**Set exercise**
Quote, word for word, every line starting at the line that contains "Where can the ceiling fan blade" and ending with the last line of the records; include both of these lines and no others.

**Entries shown**
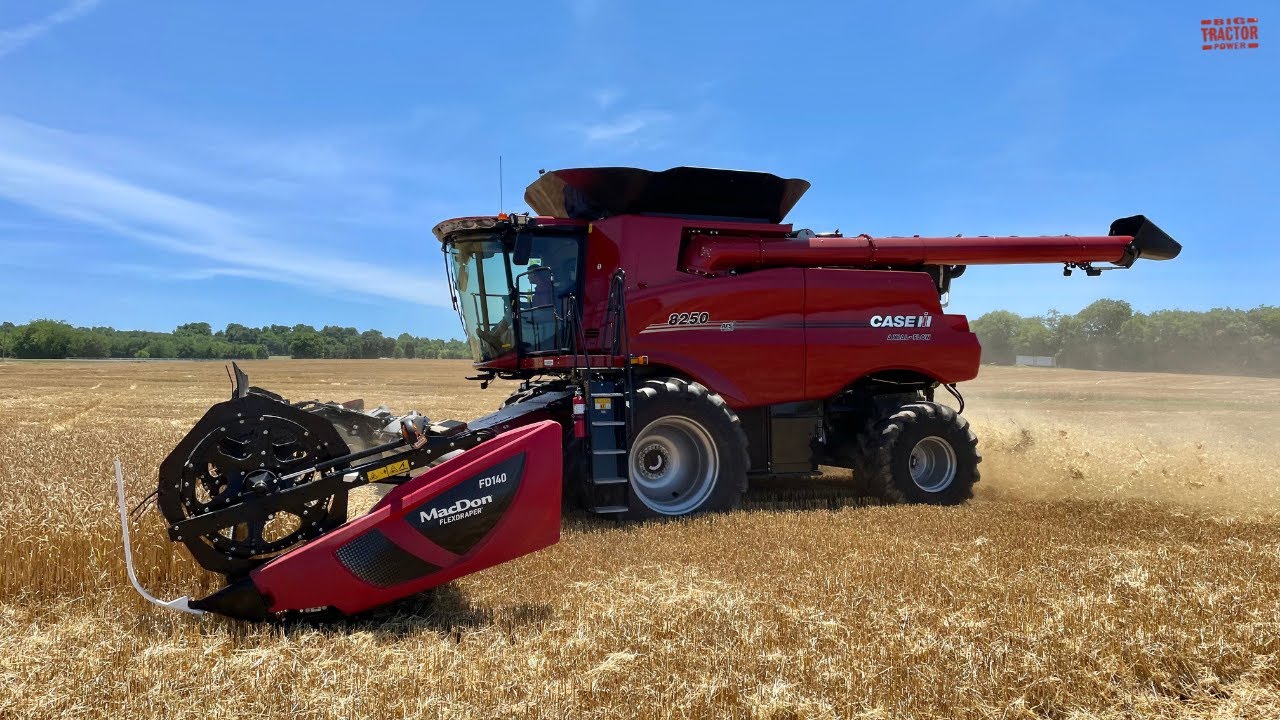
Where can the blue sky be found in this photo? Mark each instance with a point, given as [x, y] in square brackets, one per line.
[284, 162]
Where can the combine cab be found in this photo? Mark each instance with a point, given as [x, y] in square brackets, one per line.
[673, 338]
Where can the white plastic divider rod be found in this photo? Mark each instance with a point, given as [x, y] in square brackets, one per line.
[182, 604]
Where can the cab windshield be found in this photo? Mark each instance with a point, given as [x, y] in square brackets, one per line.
[542, 268]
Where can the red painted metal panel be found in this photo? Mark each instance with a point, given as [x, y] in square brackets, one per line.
[311, 575]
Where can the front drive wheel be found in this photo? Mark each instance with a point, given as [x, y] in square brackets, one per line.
[689, 454]
[922, 452]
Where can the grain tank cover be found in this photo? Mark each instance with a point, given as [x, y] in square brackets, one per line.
[590, 194]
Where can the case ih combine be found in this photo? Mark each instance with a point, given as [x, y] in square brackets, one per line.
[675, 338]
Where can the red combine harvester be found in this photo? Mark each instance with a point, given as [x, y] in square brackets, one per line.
[675, 338]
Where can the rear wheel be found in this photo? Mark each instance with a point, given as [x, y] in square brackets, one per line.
[922, 452]
[689, 454]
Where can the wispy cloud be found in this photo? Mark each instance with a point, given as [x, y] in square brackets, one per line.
[14, 39]
[606, 99]
[216, 240]
[629, 126]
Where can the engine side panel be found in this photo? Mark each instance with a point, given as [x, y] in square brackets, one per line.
[860, 322]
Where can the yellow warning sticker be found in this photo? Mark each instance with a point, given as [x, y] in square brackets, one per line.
[388, 470]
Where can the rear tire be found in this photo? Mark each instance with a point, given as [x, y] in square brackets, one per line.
[689, 454]
[922, 452]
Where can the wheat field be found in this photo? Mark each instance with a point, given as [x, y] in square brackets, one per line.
[1121, 559]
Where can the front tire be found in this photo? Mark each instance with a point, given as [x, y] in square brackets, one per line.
[689, 454]
[922, 452]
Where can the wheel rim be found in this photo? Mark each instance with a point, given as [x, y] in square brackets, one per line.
[673, 465]
[933, 464]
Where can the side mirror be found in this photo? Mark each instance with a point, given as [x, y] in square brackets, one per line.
[524, 249]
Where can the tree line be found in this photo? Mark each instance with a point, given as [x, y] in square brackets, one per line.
[55, 338]
[1110, 336]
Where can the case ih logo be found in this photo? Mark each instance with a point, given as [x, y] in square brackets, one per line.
[1229, 33]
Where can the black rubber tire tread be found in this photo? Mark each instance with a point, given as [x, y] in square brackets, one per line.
[885, 450]
[661, 397]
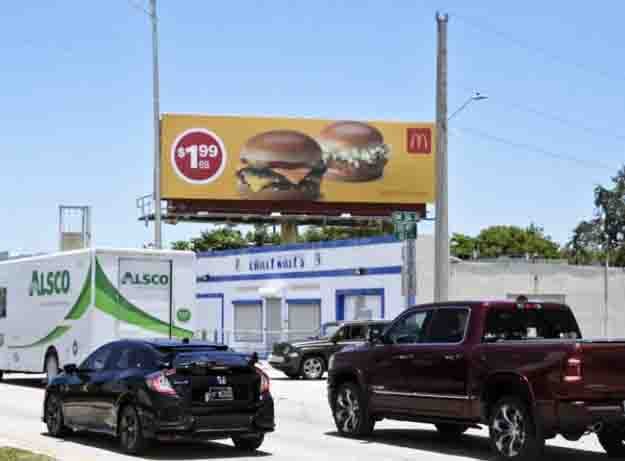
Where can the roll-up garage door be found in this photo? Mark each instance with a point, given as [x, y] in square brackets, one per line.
[363, 307]
[304, 319]
[248, 322]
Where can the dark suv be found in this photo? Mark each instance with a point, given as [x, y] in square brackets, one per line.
[163, 389]
[310, 358]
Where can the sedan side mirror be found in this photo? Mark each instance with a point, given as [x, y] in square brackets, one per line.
[70, 368]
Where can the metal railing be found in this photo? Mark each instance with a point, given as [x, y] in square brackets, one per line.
[248, 341]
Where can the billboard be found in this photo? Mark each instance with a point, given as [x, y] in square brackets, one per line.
[296, 164]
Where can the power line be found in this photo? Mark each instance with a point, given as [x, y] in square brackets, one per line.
[487, 28]
[575, 124]
[139, 7]
[534, 149]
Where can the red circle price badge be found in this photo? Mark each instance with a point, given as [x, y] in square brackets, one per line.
[198, 156]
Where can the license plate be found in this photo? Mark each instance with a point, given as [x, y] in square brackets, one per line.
[218, 393]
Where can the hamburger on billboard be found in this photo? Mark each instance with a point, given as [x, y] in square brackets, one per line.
[304, 161]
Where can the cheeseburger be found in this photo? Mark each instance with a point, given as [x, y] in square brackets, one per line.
[280, 165]
[353, 151]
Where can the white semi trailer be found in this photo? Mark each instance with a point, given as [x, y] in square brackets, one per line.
[56, 309]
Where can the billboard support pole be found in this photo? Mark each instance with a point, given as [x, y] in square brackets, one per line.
[441, 253]
[158, 243]
[288, 232]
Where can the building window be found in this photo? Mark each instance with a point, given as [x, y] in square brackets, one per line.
[3, 303]
[248, 322]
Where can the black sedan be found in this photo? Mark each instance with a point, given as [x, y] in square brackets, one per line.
[144, 390]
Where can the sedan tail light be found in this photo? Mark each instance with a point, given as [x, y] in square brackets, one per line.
[573, 370]
[265, 382]
[159, 382]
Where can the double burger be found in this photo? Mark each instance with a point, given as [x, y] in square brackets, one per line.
[280, 165]
[353, 151]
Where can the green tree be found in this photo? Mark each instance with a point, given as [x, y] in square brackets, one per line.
[463, 246]
[221, 238]
[605, 232]
[514, 241]
[181, 245]
[261, 236]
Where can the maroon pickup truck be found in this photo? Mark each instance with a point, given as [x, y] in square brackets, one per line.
[521, 368]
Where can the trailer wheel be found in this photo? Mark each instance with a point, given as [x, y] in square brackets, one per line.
[51, 366]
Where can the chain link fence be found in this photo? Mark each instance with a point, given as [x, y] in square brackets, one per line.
[259, 341]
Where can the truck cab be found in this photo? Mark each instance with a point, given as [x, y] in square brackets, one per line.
[520, 368]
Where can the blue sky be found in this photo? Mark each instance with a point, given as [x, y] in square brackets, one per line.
[76, 98]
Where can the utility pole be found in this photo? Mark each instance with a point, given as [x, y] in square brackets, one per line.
[441, 253]
[158, 240]
[605, 291]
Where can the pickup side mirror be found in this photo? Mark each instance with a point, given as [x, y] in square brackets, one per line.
[70, 368]
[253, 359]
[374, 336]
[163, 365]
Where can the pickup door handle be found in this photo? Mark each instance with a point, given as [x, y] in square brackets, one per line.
[453, 357]
[404, 356]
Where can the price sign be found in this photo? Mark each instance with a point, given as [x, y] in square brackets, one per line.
[198, 156]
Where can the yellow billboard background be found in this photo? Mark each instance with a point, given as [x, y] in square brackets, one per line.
[407, 178]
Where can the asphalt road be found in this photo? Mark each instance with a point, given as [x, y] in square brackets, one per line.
[305, 432]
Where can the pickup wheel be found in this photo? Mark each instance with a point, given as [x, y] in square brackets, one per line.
[611, 439]
[451, 431]
[313, 367]
[513, 434]
[248, 442]
[54, 416]
[350, 411]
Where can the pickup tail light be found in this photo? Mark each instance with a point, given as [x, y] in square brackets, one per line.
[573, 370]
[158, 382]
[265, 383]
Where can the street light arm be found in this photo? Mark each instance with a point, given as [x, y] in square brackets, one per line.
[477, 96]
[459, 109]
[141, 8]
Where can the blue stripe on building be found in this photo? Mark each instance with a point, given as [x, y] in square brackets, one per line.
[353, 272]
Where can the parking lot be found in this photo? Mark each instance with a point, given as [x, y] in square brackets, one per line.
[305, 432]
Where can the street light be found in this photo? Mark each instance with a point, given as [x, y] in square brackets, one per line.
[441, 231]
[477, 96]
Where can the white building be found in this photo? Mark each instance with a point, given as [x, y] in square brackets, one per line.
[252, 297]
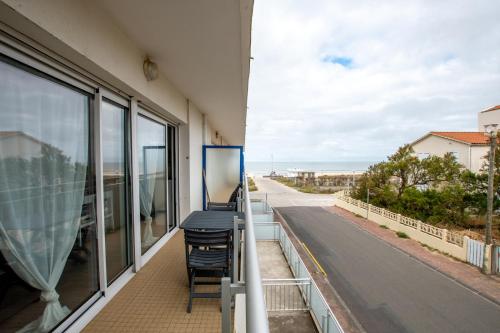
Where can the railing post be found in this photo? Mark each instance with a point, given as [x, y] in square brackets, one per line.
[256, 315]
[226, 304]
[445, 235]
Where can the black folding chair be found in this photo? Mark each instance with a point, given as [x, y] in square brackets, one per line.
[207, 256]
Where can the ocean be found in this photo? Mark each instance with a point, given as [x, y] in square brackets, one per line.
[284, 168]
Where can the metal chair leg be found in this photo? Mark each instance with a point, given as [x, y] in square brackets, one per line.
[191, 291]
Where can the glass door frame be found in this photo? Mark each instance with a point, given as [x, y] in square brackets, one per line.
[101, 95]
[140, 110]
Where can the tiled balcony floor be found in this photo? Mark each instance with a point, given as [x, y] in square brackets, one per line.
[156, 298]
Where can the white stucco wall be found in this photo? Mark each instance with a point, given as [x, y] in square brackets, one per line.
[438, 146]
[478, 159]
[487, 118]
[195, 157]
[184, 173]
[82, 33]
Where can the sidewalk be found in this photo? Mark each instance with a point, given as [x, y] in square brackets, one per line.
[463, 273]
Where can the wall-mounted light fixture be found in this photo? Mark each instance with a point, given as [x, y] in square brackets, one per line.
[150, 69]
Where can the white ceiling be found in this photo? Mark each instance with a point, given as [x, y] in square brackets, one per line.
[203, 47]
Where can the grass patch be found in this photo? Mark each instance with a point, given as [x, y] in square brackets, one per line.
[401, 234]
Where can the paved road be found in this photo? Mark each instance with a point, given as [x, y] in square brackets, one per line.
[386, 290]
[280, 195]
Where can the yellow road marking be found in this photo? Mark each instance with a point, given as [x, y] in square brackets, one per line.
[314, 259]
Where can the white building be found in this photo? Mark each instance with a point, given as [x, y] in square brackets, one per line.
[469, 148]
[488, 117]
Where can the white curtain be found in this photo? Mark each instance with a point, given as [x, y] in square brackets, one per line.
[152, 167]
[43, 166]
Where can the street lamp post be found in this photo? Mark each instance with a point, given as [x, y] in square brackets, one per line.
[367, 202]
[491, 130]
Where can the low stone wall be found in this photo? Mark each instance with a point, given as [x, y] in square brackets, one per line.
[443, 240]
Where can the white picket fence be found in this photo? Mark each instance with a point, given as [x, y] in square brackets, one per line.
[452, 243]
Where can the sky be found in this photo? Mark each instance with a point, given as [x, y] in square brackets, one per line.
[353, 80]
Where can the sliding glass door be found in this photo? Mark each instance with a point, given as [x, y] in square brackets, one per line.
[172, 177]
[152, 157]
[48, 247]
[117, 220]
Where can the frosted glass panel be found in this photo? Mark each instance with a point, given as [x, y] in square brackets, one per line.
[222, 172]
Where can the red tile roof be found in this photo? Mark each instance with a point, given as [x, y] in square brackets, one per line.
[474, 138]
[492, 108]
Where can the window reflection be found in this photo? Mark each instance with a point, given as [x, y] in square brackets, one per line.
[151, 138]
[115, 177]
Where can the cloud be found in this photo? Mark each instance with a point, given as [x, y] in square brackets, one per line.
[339, 80]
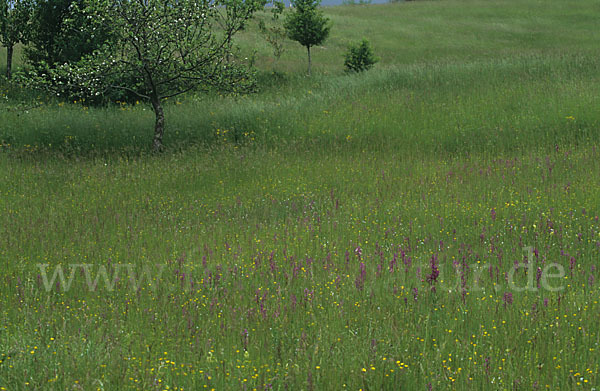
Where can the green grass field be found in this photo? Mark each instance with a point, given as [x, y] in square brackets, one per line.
[431, 224]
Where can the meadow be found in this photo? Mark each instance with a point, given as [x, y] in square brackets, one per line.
[430, 224]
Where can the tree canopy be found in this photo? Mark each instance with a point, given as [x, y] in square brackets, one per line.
[307, 25]
[159, 49]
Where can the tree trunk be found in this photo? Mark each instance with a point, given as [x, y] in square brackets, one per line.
[9, 52]
[159, 125]
[308, 49]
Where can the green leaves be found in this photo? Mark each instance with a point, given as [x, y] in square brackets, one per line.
[359, 57]
[306, 24]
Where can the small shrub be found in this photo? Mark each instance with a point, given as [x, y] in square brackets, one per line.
[359, 57]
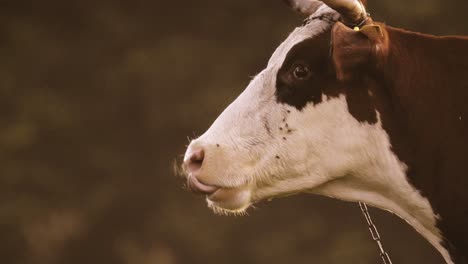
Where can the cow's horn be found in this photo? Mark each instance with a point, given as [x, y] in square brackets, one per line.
[352, 12]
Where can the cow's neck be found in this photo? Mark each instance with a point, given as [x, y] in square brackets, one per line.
[424, 109]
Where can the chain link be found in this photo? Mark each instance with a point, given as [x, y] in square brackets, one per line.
[375, 234]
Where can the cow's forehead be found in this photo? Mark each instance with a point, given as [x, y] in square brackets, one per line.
[311, 29]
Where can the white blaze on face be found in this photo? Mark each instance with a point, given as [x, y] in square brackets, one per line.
[245, 148]
[259, 148]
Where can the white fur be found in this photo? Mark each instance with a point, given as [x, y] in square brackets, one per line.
[328, 151]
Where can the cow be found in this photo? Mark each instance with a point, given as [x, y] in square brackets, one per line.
[351, 109]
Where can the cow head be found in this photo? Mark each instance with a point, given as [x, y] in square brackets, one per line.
[306, 123]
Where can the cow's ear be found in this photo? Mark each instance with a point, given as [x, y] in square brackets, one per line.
[355, 51]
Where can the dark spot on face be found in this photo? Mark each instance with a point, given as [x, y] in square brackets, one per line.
[297, 88]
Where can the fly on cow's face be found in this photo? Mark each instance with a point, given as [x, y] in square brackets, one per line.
[301, 71]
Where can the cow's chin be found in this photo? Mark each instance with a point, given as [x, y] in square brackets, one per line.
[229, 201]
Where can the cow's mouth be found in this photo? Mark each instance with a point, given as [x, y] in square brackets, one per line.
[230, 200]
[222, 199]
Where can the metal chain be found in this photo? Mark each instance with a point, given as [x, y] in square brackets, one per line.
[374, 233]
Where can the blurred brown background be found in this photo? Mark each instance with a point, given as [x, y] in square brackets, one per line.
[97, 99]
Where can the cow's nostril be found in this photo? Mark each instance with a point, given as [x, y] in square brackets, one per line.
[195, 161]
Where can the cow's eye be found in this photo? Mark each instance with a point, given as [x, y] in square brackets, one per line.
[301, 72]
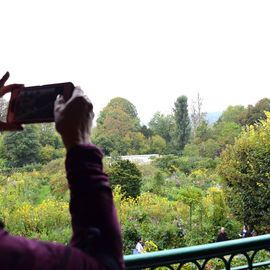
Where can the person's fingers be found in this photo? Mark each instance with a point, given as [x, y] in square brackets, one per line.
[9, 88]
[4, 79]
[59, 103]
[10, 126]
[77, 91]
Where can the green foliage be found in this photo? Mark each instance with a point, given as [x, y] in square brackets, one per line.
[118, 129]
[254, 114]
[245, 170]
[150, 217]
[183, 127]
[164, 126]
[23, 147]
[127, 175]
[233, 114]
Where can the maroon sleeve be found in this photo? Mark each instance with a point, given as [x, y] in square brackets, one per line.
[91, 202]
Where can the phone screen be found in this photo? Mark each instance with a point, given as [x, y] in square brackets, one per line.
[36, 103]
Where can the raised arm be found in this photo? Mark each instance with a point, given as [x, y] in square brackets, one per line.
[95, 226]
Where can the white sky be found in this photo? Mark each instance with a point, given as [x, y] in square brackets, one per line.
[149, 52]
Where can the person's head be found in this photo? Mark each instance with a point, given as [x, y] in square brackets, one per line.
[2, 225]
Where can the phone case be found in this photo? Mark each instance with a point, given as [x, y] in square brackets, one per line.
[35, 104]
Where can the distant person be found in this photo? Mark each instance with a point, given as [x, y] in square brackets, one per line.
[243, 231]
[222, 236]
[139, 246]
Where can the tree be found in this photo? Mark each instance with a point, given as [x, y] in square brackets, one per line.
[118, 128]
[127, 175]
[182, 122]
[3, 109]
[233, 114]
[163, 125]
[244, 167]
[191, 196]
[23, 147]
[255, 113]
[197, 115]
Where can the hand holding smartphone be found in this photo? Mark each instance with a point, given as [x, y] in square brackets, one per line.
[35, 104]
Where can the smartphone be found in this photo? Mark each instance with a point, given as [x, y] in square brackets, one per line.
[35, 104]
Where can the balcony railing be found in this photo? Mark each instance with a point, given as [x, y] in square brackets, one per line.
[225, 254]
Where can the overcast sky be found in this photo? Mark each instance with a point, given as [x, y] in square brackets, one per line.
[149, 52]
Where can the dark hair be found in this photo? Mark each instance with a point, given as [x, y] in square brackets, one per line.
[2, 225]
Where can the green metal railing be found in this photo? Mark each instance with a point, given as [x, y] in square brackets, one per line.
[201, 257]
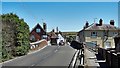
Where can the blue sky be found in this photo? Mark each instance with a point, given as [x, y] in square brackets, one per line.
[68, 16]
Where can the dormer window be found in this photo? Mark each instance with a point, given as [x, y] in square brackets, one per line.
[37, 30]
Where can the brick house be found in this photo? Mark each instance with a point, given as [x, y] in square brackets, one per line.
[38, 33]
[99, 34]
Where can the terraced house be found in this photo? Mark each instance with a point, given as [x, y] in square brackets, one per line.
[99, 34]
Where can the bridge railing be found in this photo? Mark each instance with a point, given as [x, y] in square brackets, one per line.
[111, 56]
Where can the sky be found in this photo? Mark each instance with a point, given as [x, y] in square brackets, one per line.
[67, 16]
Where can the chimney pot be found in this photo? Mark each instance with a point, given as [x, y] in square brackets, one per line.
[100, 22]
[112, 22]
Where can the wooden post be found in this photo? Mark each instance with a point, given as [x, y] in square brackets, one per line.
[118, 55]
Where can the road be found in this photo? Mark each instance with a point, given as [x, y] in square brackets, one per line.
[49, 56]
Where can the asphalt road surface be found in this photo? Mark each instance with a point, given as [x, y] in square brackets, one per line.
[49, 56]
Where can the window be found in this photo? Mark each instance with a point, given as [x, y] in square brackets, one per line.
[37, 30]
[93, 34]
[114, 33]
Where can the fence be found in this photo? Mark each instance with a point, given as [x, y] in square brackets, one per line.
[111, 56]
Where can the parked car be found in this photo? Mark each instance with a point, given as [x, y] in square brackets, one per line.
[61, 42]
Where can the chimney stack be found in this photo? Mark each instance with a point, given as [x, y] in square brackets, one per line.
[44, 27]
[112, 22]
[100, 22]
[87, 24]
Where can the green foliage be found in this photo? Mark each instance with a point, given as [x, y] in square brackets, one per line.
[15, 36]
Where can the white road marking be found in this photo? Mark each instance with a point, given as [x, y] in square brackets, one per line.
[55, 50]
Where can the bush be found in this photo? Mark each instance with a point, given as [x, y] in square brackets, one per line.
[15, 36]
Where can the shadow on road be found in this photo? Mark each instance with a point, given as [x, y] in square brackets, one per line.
[102, 64]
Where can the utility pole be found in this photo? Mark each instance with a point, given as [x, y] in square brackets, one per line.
[95, 20]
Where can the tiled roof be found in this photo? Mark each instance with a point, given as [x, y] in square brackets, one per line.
[94, 26]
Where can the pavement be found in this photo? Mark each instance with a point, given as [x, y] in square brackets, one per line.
[90, 59]
[94, 60]
[49, 56]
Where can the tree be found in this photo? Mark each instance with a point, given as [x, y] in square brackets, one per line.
[15, 36]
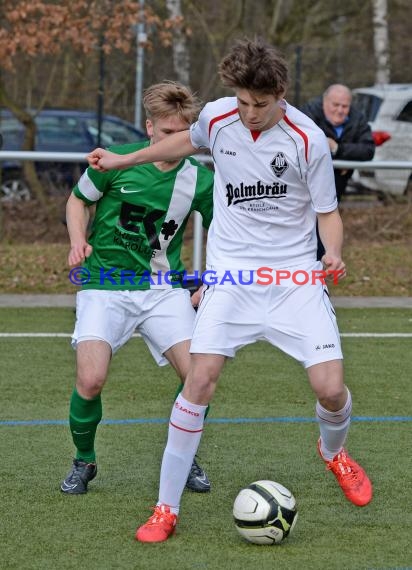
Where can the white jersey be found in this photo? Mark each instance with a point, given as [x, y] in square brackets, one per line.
[268, 187]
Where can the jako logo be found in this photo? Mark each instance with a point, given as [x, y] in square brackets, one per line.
[186, 411]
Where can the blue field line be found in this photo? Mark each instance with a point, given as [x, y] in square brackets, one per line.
[268, 420]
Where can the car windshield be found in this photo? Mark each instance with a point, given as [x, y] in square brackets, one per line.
[367, 104]
[113, 133]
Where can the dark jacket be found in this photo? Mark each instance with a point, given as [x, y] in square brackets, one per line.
[355, 143]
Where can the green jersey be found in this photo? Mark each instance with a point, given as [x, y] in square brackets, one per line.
[141, 214]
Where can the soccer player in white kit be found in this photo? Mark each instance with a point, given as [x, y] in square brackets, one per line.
[273, 180]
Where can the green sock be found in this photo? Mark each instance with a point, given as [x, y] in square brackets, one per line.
[180, 388]
[85, 416]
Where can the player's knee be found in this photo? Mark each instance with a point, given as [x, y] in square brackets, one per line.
[89, 386]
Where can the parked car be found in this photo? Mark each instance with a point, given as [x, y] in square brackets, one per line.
[388, 109]
[58, 130]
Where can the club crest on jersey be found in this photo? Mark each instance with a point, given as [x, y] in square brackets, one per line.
[279, 164]
[248, 192]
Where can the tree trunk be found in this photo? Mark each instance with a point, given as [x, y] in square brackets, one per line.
[381, 41]
[29, 170]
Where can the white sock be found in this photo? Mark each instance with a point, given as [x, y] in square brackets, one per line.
[185, 431]
[334, 427]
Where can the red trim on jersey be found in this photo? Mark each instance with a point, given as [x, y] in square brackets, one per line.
[255, 135]
[186, 430]
[302, 134]
[215, 119]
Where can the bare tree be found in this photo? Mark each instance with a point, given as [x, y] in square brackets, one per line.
[33, 31]
[381, 41]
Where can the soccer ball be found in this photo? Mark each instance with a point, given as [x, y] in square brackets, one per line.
[265, 512]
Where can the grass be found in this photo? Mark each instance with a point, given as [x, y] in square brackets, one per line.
[43, 530]
[378, 242]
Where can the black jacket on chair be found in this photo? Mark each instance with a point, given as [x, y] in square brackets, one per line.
[355, 142]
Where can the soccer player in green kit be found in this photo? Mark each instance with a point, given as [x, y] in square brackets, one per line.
[133, 268]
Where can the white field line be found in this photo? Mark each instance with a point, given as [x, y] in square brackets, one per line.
[68, 335]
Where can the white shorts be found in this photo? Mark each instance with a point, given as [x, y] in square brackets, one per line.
[299, 320]
[163, 317]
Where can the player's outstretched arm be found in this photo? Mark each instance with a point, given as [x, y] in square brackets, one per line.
[77, 218]
[173, 147]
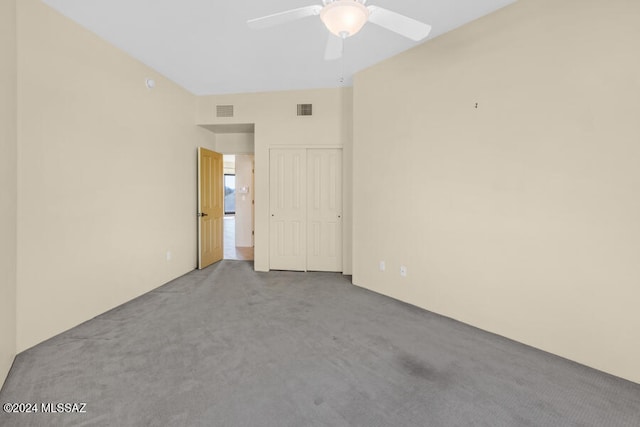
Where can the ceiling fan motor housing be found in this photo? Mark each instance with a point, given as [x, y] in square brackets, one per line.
[344, 18]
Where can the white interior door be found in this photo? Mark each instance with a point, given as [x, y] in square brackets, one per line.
[306, 209]
[324, 209]
[287, 190]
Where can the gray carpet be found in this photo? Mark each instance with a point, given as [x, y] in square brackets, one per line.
[230, 347]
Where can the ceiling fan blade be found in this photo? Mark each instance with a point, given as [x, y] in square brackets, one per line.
[334, 48]
[403, 25]
[283, 17]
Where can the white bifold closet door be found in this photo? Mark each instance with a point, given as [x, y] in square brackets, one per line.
[306, 209]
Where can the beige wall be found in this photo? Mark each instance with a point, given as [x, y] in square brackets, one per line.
[8, 185]
[520, 216]
[106, 176]
[234, 143]
[276, 125]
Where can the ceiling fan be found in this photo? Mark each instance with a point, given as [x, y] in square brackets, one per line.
[344, 18]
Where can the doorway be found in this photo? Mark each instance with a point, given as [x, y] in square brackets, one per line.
[238, 207]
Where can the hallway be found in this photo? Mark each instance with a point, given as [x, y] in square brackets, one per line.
[231, 251]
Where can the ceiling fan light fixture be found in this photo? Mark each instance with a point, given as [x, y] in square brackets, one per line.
[344, 18]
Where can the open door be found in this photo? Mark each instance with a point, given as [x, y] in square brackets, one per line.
[210, 207]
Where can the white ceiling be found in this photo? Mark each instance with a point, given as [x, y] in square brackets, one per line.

**Answer to the exercise**
Where can the ceiling fan blade be found in this photo? Mark each instance with a point, given as [x, y] in square brackets, one per line.
[334, 48]
[403, 25]
[283, 17]
Where can the white bifold closet door be found in this photo? Mark each instance with a point, given as [x, y] in square brackets, one per line.
[306, 209]
Where can the beige wall be found in this photo? Mark each instance with a point, given as [x, y] in square brackets, one per line.
[8, 185]
[520, 216]
[106, 176]
[234, 143]
[276, 125]
Where can the ceiling fan be found in this photo? Mark each instance with a point, given as [x, y] in square brackets, one per line.
[344, 18]
Where can the doorway be found in this photo? Mark each instance with a point, given as [x, y] in square brackets, one per line.
[238, 207]
Where can the hallway be found in this photo? Mark each instance with a point, given as [x, y] in square brackets, one per line.
[231, 251]
Where can the ceiling fan light fixture be found in this photo? Mark each instance with a point, given as [x, y] in square brackets, one per line.
[344, 18]
Where can the open door be found in this photo? Mark each instance with a point, given as [x, y] in square brackets, one per line.
[210, 207]
Where can the white ceiling be found in this photo? Mark each instance with a point, given as [x, y] in square brackets, one per line.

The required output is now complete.